Task inputs:
[Start of Attachment]

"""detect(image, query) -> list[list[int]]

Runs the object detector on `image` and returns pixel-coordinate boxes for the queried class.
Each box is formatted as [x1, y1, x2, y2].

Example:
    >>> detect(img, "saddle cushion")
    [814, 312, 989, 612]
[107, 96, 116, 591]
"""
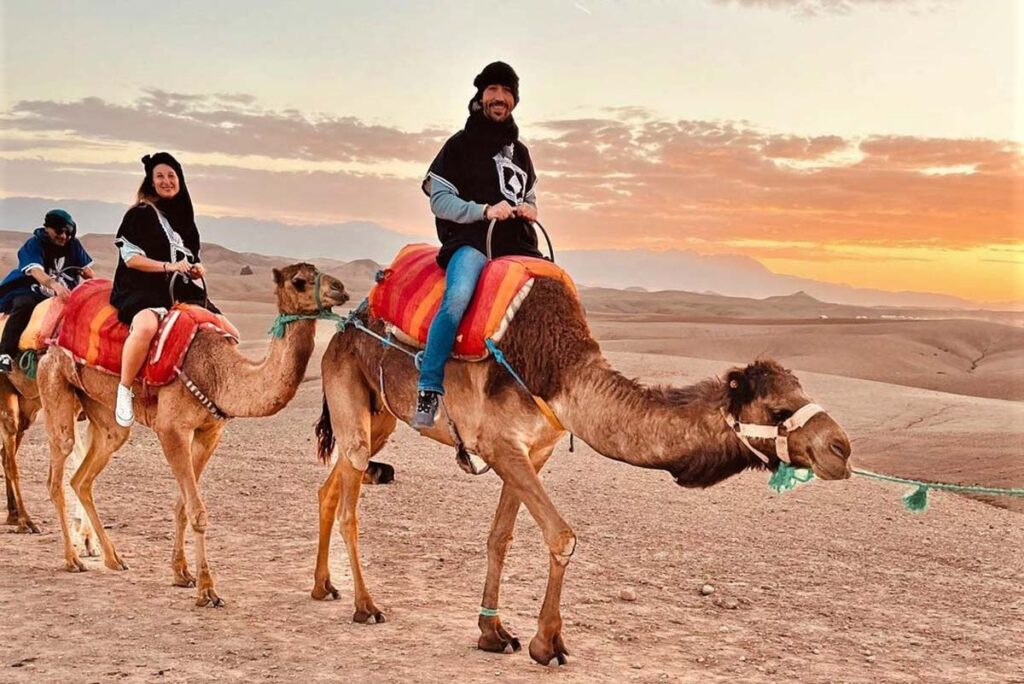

[End of Attachment]

Exercise goal: Every record must be returned exactly. Leave its pictures out.

Answer to this problem:
"""detect(image, query) -> list[list[int]]

Runs the object detector on `image` and returns pixel-coordinate boxes for the queried class.
Each box is formatted as [x1, y1, x2, y2].

Example:
    >>> detect(img, "saddle cushion")
    [814, 312, 989, 612]
[107, 96, 116, 591]
"""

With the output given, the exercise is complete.